* _What to do_
Gather every line in the data below that contains the string "white" and copy each one out in full. Treat uppercase and lowercase as different.

-- START OF Dataset records --

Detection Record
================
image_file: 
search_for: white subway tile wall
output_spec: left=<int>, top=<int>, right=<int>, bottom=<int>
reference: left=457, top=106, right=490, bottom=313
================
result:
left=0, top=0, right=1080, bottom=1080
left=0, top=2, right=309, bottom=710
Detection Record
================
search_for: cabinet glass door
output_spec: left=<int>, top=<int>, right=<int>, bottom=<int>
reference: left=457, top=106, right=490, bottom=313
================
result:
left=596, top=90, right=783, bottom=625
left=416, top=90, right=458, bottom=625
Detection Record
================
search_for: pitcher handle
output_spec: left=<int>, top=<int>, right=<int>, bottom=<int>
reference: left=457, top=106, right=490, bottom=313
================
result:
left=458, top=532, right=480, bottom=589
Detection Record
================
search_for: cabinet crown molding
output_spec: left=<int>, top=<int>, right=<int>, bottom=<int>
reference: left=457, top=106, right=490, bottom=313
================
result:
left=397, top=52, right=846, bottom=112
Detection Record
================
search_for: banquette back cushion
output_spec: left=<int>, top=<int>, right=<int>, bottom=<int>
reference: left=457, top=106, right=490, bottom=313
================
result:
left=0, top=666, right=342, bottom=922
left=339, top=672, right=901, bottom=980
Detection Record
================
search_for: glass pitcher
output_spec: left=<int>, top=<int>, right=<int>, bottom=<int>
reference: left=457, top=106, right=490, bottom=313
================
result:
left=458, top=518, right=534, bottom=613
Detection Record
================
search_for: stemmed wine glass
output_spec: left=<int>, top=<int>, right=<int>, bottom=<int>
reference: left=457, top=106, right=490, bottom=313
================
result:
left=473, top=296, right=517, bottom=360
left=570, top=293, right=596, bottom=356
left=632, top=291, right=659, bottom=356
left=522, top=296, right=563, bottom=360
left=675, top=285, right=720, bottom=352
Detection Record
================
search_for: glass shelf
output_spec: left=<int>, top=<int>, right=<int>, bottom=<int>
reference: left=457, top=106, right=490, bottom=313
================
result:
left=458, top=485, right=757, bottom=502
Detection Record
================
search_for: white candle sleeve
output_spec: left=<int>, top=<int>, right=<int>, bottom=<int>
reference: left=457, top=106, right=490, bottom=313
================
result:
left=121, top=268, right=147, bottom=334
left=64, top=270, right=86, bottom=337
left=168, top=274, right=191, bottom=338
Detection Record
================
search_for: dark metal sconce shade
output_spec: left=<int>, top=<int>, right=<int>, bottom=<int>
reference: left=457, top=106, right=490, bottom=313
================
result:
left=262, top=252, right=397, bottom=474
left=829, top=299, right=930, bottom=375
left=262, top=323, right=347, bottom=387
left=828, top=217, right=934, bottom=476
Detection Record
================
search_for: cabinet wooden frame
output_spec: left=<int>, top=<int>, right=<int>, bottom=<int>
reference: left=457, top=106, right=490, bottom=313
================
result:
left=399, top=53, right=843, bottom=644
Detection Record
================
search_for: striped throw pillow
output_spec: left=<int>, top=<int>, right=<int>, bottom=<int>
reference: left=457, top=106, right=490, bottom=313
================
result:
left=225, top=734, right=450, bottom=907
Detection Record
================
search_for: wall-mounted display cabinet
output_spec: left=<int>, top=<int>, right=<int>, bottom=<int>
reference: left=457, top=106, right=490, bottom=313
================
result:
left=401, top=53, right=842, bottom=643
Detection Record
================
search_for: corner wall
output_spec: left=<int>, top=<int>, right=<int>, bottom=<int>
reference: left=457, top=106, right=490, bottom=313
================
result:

-- END OF Dataset records --

* _Worked answer_
search_for: white subway tile wall
search_for: white candle sleeve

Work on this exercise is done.